» **Problem set**:
- A) Answer these questions from the RAG evaluation text:
(i) Below what score does the faithfulness check in the workflow fail?
(ii) What does the text call the biggest reliability risk in RAG applications?
(iii) Which three stages does the logged latency breakdown cover?
- B) Reproduce the RAG evaluation text word for word, from "Offline evals miss" up to and including "questions suggesting confusion)".

» **Text segment**:
<<<<
Run your retrieval eval and faithfulness tests in CI:

# .github/workflows/rag-eval.yaml
on:
  push:
    paths:
      - 'src/rag/**'
      - 'prompts/**'
      - 'chunking/**'

jobs:
  evaluate:
    steps:
      - run: python eval/retrieval.py --fail-below 0.65
      - run: python eval/faithfulness.py --fail-below 0.85

Gate merges on retrieval precision and faithfulness thresholds. Silent regressions are the biggest reliability risk in RAG applications.

Production Monitoring

Offline evals miss real user query distributions. Monitor production RAG runs:

Log for every query:

User query and preprocessed query
Retrieved chunk IDs and similarity scores
Full generated answer
Latency breakdown (embedding, retrieval, generation)

Evaluate asynchronously on a sample:

Faithfulness score
Answer relevance score
User feedback signals (thumbs down, follow-up questions suggesting confusion)
>>>>
» **Source data**:
<<<<
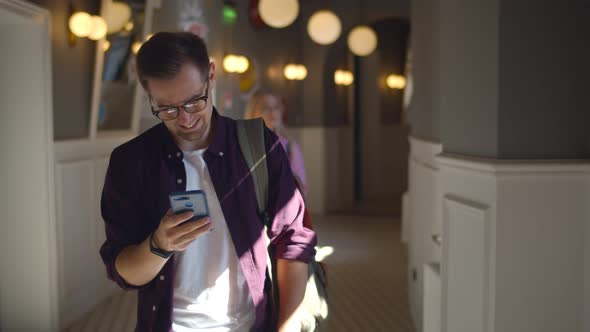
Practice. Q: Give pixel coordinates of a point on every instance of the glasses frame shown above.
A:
(184, 107)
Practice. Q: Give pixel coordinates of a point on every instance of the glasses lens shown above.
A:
(168, 114)
(196, 106)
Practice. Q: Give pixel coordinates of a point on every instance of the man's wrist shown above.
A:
(154, 249)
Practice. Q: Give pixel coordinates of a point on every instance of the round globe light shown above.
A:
(135, 47)
(117, 15)
(81, 24)
(99, 28)
(362, 40)
(278, 13)
(242, 64)
(324, 27)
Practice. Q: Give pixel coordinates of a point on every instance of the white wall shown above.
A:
(514, 239)
(28, 298)
(425, 220)
(80, 169)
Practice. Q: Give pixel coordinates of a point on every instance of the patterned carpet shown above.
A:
(366, 280)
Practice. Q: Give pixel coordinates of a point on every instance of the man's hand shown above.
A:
(171, 236)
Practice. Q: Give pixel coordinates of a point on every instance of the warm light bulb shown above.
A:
(106, 45)
(118, 15)
(324, 27)
(278, 13)
(242, 64)
(99, 28)
(290, 71)
(135, 47)
(294, 71)
(301, 72)
(396, 82)
(81, 24)
(343, 77)
(362, 40)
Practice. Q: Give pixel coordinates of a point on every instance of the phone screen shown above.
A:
(194, 200)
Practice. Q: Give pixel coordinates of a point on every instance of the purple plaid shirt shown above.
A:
(141, 174)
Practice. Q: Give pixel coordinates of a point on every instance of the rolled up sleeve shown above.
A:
(119, 211)
(292, 240)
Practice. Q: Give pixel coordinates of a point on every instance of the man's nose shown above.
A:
(183, 116)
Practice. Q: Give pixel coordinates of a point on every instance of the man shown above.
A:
(209, 274)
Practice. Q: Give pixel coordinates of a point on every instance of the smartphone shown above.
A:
(194, 200)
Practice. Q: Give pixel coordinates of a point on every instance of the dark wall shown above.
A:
(541, 112)
(509, 79)
(423, 111)
(582, 77)
(73, 68)
(467, 76)
(392, 49)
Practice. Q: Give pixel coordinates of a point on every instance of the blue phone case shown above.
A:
(194, 200)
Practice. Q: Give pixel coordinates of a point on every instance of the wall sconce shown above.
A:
(235, 63)
(362, 40)
(324, 27)
(106, 45)
(294, 71)
(118, 15)
(128, 27)
(135, 47)
(343, 77)
(278, 13)
(395, 81)
(82, 24)
(229, 12)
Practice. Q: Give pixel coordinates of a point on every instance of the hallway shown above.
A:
(366, 276)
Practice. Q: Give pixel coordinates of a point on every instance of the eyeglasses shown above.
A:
(192, 106)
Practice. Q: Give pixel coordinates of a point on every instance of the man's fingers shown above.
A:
(186, 239)
(190, 226)
(176, 219)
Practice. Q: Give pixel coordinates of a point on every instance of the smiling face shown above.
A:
(191, 131)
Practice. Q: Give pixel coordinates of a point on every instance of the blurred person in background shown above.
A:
(271, 108)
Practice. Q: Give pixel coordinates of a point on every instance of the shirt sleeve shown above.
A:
(120, 213)
(291, 238)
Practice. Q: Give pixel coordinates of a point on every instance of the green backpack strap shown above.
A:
(251, 139)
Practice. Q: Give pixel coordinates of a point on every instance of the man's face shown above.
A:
(190, 130)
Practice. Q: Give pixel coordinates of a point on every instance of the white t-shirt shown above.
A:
(210, 290)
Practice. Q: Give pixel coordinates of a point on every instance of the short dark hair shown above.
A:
(163, 55)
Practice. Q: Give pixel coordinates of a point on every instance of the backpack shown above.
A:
(314, 308)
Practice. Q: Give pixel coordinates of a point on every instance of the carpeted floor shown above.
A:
(366, 280)
(366, 274)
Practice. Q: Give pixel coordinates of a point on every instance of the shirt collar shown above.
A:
(216, 146)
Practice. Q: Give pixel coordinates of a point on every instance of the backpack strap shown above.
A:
(251, 140)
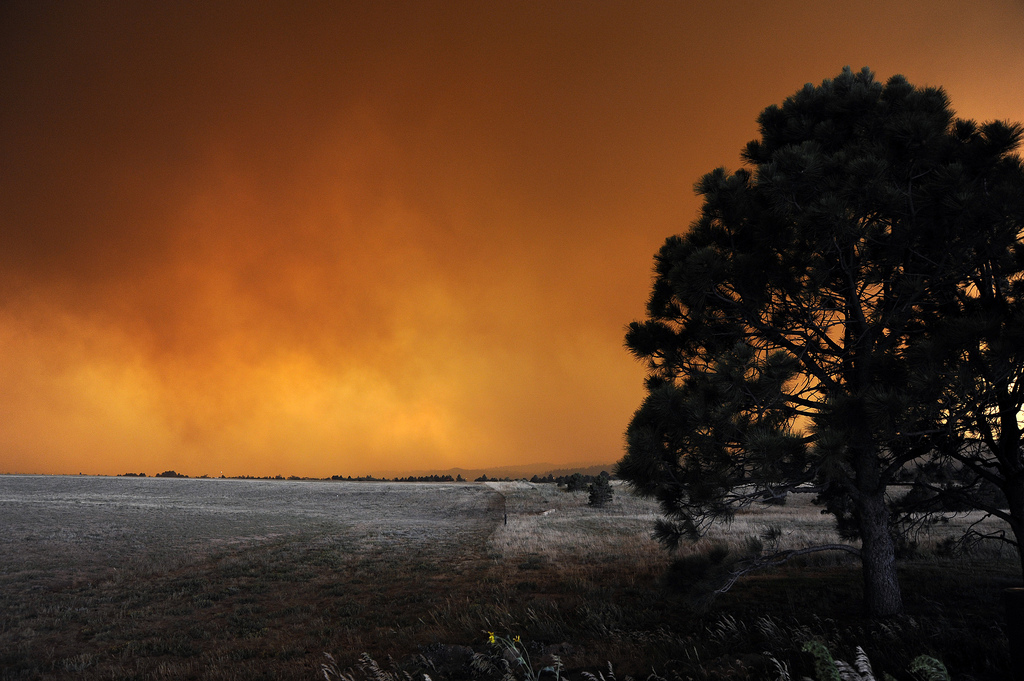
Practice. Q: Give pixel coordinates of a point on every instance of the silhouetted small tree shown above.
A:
(600, 491)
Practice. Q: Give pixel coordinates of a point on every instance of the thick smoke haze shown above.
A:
(321, 239)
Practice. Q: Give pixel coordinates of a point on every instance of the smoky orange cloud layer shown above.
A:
(321, 239)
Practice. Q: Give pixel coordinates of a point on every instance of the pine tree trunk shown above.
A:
(882, 592)
(1015, 501)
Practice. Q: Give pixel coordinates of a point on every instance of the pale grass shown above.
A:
(546, 521)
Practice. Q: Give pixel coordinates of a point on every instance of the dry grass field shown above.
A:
(194, 579)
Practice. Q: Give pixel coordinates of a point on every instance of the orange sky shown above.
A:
(348, 238)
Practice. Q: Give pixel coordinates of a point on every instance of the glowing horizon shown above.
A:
(339, 240)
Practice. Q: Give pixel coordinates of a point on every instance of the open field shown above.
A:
(177, 579)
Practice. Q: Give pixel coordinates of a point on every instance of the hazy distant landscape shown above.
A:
(148, 579)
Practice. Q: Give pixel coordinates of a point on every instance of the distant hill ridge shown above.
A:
(515, 472)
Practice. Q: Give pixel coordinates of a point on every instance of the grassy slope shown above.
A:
(395, 567)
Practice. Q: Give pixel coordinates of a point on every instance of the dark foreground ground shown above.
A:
(129, 579)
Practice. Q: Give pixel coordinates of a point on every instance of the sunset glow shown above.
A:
(365, 238)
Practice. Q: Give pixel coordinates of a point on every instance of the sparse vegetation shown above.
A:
(151, 579)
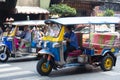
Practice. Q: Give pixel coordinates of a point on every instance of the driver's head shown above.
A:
(25, 27)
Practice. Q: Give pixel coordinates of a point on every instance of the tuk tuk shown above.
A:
(10, 42)
(100, 50)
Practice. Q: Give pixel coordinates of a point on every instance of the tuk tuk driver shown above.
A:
(26, 37)
(71, 41)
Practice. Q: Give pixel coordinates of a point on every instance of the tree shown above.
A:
(108, 12)
(62, 10)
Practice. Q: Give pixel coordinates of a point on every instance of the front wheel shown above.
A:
(107, 63)
(3, 57)
(43, 68)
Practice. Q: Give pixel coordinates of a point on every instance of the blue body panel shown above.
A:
(7, 43)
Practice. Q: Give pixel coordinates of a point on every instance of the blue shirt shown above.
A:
(73, 39)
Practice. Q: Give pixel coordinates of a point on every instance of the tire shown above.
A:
(41, 67)
(3, 57)
(107, 63)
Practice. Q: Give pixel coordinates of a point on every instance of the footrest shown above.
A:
(75, 53)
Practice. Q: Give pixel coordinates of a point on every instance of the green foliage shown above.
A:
(108, 12)
(62, 10)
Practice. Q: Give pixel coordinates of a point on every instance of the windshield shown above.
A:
(52, 30)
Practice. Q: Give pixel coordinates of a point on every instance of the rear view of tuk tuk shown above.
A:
(100, 49)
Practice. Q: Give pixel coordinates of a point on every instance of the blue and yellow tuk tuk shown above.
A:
(100, 49)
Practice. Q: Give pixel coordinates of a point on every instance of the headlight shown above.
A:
(46, 43)
(9, 38)
(1, 48)
(56, 45)
(40, 44)
(112, 49)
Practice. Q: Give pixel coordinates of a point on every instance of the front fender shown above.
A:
(45, 51)
(105, 51)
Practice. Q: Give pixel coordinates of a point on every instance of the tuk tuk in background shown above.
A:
(11, 41)
(100, 49)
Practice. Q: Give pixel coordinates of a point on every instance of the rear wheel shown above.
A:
(4, 56)
(107, 63)
(43, 68)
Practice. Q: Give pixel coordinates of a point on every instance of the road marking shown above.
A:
(15, 74)
(111, 73)
(9, 69)
(4, 65)
(33, 78)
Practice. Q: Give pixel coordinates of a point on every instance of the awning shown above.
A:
(30, 10)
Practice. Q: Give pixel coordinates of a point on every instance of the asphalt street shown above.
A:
(25, 69)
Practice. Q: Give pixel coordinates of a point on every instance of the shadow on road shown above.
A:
(15, 60)
(74, 71)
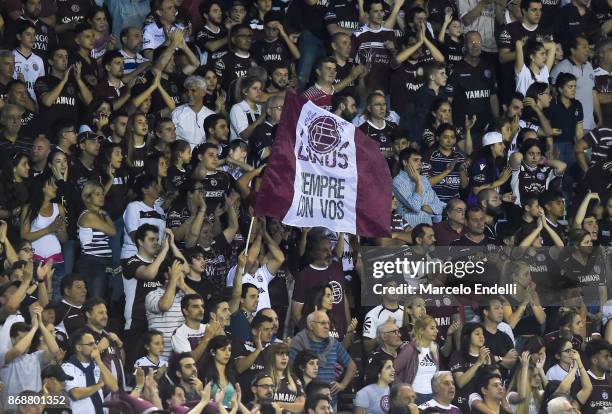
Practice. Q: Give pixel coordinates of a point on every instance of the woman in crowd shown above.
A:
(135, 139)
(152, 354)
(14, 195)
(95, 229)
(522, 310)
(380, 374)
(217, 366)
(43, 223)
(466, 361)
(408, 365)
(306, 367)
(289, 393)
(246, 115)
(568, 366)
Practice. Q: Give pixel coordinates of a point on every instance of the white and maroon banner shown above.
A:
(324, 172)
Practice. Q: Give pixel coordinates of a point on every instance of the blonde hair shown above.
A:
(421, 324)
(88, 190)
(270, 365)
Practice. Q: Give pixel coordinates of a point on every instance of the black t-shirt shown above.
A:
(300, 17)
(405, 82)
(472, 88)
(231, 67)
(135, 295)
(268, 54)
(216, 187)
(207, 35)
(262, 137)
(79, 174)
(383, 136)
(66, 107)
(600, 396)
(344, 13)
(217, 263)
(71, 317)
(89, 70)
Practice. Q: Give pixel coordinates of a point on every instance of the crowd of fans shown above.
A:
(134, 137)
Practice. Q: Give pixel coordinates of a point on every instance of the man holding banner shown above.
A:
(324, 172)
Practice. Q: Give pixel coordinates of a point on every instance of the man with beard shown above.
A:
(279, 79)
(112, 88)
(263, 137)
(390, 309)
(443, 387)
(109, 344)
(584, 268)
(344, 105)
(453, 227)
(491, 203)
(189, 118)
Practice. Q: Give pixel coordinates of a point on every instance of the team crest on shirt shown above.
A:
(336, 292)
(384, 403)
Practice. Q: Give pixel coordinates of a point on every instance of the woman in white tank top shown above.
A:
(94, 229)
(43, 223)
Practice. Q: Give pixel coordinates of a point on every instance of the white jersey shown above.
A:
(378, 316)
(32, 67)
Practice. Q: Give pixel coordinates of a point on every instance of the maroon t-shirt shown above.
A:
(310, 277)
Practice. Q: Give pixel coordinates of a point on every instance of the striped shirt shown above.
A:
(165, 322)
(600, 140)
(94, 242)
(410, 204)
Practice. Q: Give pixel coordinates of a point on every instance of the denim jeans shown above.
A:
(115, 242)
(93, 270)
(58, 274)
(311, 50)
(69, 249)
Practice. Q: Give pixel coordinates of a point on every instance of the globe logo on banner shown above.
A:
(323, 136)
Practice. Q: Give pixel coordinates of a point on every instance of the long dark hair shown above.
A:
(208, 368)
(37, 195)
(466, 336)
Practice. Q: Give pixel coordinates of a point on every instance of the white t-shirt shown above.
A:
(186, 339)
(22, 373)
(153, 35)
(241, 116)
(525, 78)
(136, 214)
(426, 370)
(165, 322)
(32, 68)
(84, 405)
(261, 279)
(378, 316)
(189, 125)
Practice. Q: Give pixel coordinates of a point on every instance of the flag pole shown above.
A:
(249, 235)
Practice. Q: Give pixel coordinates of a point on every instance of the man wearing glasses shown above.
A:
(90, 375)
(330, 352)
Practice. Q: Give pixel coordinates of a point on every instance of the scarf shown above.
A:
(90, 379)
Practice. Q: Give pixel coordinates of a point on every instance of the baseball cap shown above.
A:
(55, 371)
(86, 135)
(491, 138)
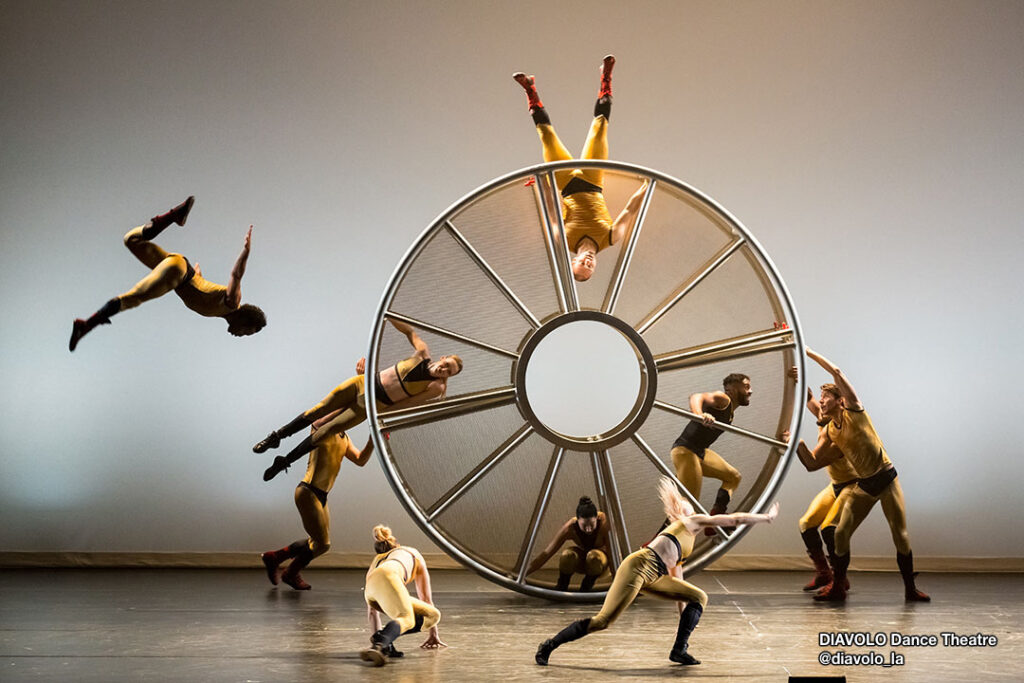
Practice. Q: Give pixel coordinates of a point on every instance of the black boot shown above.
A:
(687, 622)
(573, 631)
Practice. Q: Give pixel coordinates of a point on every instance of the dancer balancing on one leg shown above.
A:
(647, 570)
(310, 499)
(851, 434)
(589, 553)
(589, 227)
(173, 271)
(385, 592)
(691, 454)
(410, 382)
(818, 522)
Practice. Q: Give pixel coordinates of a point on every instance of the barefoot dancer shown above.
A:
(173, 271)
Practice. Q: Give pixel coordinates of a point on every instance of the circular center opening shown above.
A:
(583, 379)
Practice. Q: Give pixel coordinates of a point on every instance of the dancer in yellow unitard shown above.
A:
(173, 271)
(392, 567)
(589, 227)
(691, 456)
(310, 499)
(648, 569)
(850, 434)
(410, 382)
(589, 553)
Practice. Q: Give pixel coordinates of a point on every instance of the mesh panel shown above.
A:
(493, 517)
(445, 288)
(433, 457)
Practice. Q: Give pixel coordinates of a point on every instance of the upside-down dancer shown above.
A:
(310, 499)
(818, 522)
(589, 227)
(691, 456)
(851, 434)
(392, 567)
(589, 553)
(647, 570)
(174, 271)
(410, 382)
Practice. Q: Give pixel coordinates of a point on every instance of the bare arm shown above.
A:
(694, 522)
(414, 339)
(628, 215)
(717, 398)
(845, 388)
(233, 294)
(552, 548)
(360, 458)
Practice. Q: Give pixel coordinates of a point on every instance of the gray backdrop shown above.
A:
(873, 148)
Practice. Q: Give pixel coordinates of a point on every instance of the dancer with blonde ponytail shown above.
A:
(393, 566)
(647, 569)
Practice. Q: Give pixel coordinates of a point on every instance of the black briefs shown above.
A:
(878, 482)
(189, 273)
(838, 487)
(318, 493)
(578, 184)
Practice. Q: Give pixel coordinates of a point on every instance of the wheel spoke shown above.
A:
(554, 240)
(667, 471)
(693, 281)
(484, 466)
(440, 410)
(449, 334)
(721, 425)
(492, 275)
(726, 349)
(626, 254)
(535, 523)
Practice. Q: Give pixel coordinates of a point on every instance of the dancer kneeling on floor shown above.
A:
(647, 570)
(394, 566)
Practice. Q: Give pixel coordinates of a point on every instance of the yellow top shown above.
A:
(325, 461)
(204, 297)
(859, 442)
(586, 215)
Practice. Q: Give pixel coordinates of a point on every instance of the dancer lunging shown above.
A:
(589, 227)
(647, 570)
(850, 434)
(310, 499)
(392, 567)
(173, 271)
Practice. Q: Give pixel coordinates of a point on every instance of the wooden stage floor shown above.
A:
(212, 625)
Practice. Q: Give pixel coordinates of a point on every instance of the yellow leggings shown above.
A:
(577, 560)
(596, 146)
(823, 510)
(347, 397)
(639, 572)
(315, 520)
(691, 470)
(855, 504)
(386, 591)
(168, 270)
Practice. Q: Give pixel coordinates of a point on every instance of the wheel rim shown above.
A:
(688, 287)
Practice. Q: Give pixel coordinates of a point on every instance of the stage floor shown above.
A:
(210, 625)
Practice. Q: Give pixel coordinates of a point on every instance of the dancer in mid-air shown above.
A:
(647, 570)
(851, 434)
(392, 567)
(589, 227)
(173, 271)
(410, 382)
(589, 553)
(691, 456)
(818, 522)
(310, 499)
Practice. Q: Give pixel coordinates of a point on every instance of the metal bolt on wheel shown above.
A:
(688, 293)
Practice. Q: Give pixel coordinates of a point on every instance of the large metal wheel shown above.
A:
(689, 291)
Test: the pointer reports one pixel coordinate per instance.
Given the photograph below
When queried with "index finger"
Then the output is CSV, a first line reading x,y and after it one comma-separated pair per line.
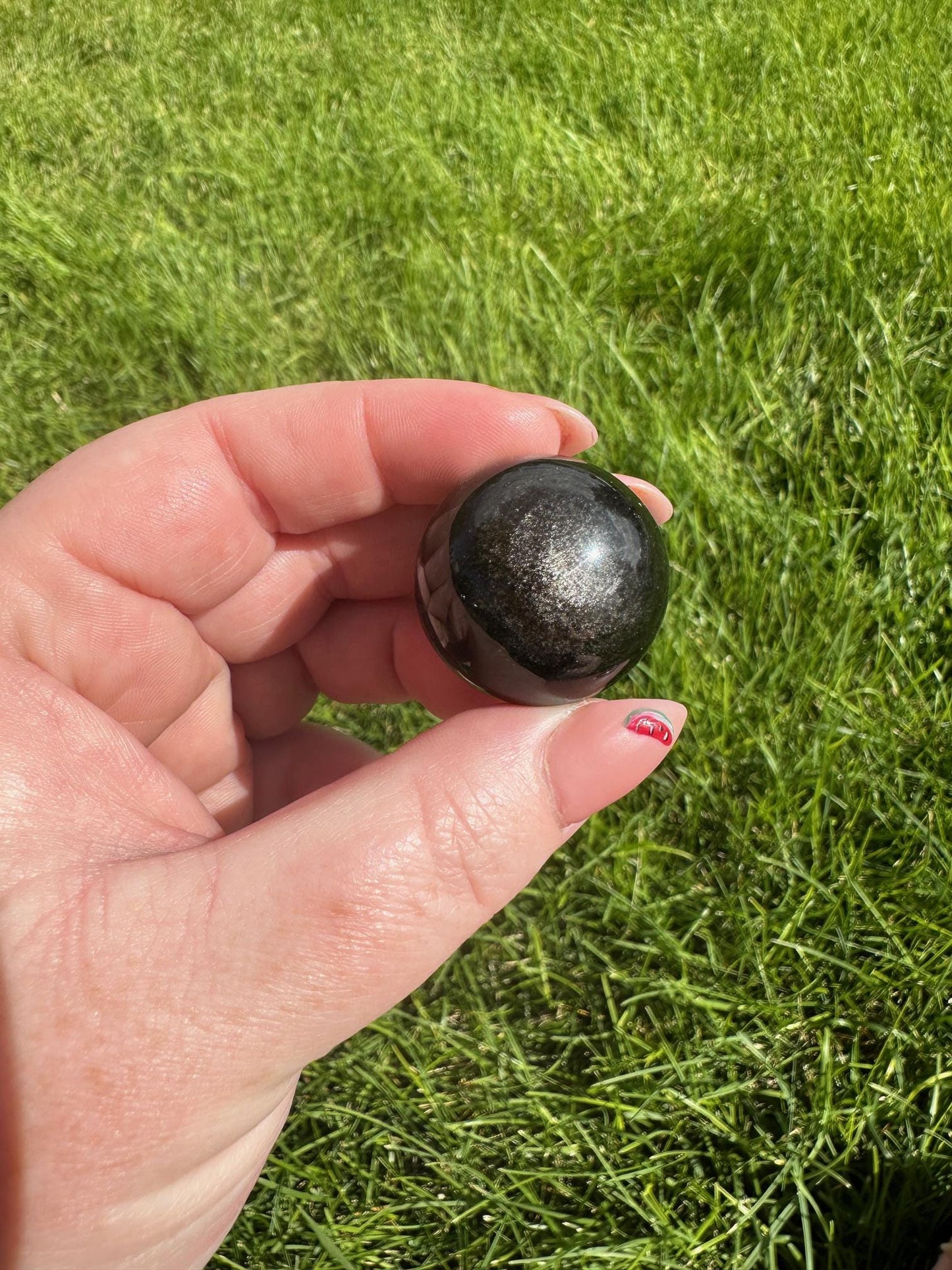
x,y
184,505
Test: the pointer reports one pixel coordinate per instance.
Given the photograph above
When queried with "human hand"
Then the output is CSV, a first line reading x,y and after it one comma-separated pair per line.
x,y
200,893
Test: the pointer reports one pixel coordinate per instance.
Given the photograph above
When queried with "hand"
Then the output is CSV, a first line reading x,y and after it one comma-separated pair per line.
x,y
201,893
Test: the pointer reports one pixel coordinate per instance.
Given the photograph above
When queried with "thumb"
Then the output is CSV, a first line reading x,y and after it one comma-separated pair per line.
x,y
328,912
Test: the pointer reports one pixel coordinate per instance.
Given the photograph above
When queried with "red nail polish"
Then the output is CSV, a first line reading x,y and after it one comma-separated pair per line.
x,y
652,723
>>>>
» **Solutions**:
- A)
(i) 0.85
(ii) Silent regressions
(iii) Embedding, retrieval, and generation

- B)
Offline evals miss real user query distributions. Monitor production RAG runs:

Log for every query:

User query and preprocessed query
Retrieved chunk IDs and similarity scores
Full generated answer
Latency breakdown (embedding, retrieval, generation)

Evaluate asynchronously on a sample:

Faithfulness score
Answer relevance score
User feedback signals (thumbs down, follow-up questions suggesting confusion)